Sunday, November 9, 2014

More Evidence of Marijuana’s Harmful Effects on Young Brains

 
By David H. Kerr              
  
Marijuana is a tricky drug.  Most smokers are skeptical that regular use could change their brain function in a harmful and permanent way.  Marijuana is now accepted by our culture and regular users will often use the argument that it is less harmful than alcohol.  A growing body of research though is beginning to show its long term negative effects on young users.
 
“Evidence of long-term effects is also building. A study released in 2012 showed that teenagers who were found to be dependent on pot before age 18 and who continued using it into adulthood lost an average of eight I.Q. points by age 38. And last year at Northwestern, Dr. Breiter[1] and colleagues also saw changes in the nucleus accumbens among adults in their early 20s who had smoked daily for three years but had stopped for at least two years.
 
They had impaired working memories as well. “Working memory is key for learning,” Dr. Breiter said. “If I were to design a substance that is bad for college students, it would be marijuana.”
 
How do you compete with marijuana though?  What steps can parents take to best assure that their pre-teen children don’t begin pot use in their early teen and high school years?  It is an uphill battle considering our growing cultural norms tolerating pot use.  Now in November 2014, there is plenty of visual and first hand evidence of increased pot use by teenagers.

# WHAT YOU WILL DO:
[1] In the article on marijuana's effects on young brains, how many I.Q. points did teenagers who were dependent on pot before age 18 and kept using it into adulthood lose on average by age 38?
[2] Continue the article on marijuana's effects on young brains, starting right after its final sentence.
The data after this point comes from a different source than the article.

# COLLECTED MATERIAL:
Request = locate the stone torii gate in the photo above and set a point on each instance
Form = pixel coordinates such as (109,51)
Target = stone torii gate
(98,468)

# ANSWERS:
[1] An average of eight I.Q. points.

[2]
The new drug culture influences our children through the different drug oriented clicks and groups during high school and college.  It’s not that pot users are advocating that others should use marijuana.  In some cases yes, but I believe that it spreads mostly through curiosity by the upcoming students about pot and their eagerness to become part of “the group.”  Some are now calling drug use and abuse an epidemic in our society that is very difficult to stop. 
 
Children are curious about everything as they grow up and they tend to want to find out for themselves about many things including drugs.  When Mom says “no to drugs” child thinks “that means I should try it.”  Saying no to drugs is a simple but ineffective prevention tactic that can’t replace the need for child and parent to communicate in a non-punitive way.  This is a better way to promote a child’s learning on his/her own about drugs without having to dig in deeper through dangerous personal experience.  The problem with this is that the child often knows more about drugs than the parent and this becomes obvious during the discussion.
 
Still, there are things that a parent might do to help teens have the best chance of growing up without the use or abuse and/or dependency on marijuana and other drugs including alcohol.  Here are my five suggestions:

  1. Understand that what you do and your attitude will have the most impact on your children.  If you smoke pot for example, it’s more likely that at least one of your children will do the same. 
  2. By the time your children enter high school, it will be more difficult to start learning about who they are.  Continuing to lecture and preach will likely reduce or eliminate what could be critical and effective communication between you and your children at this age. But it’s never too late to change your own behavior as a parent by demonstrating the kind of positive actions and attitudes you would like to see in your children.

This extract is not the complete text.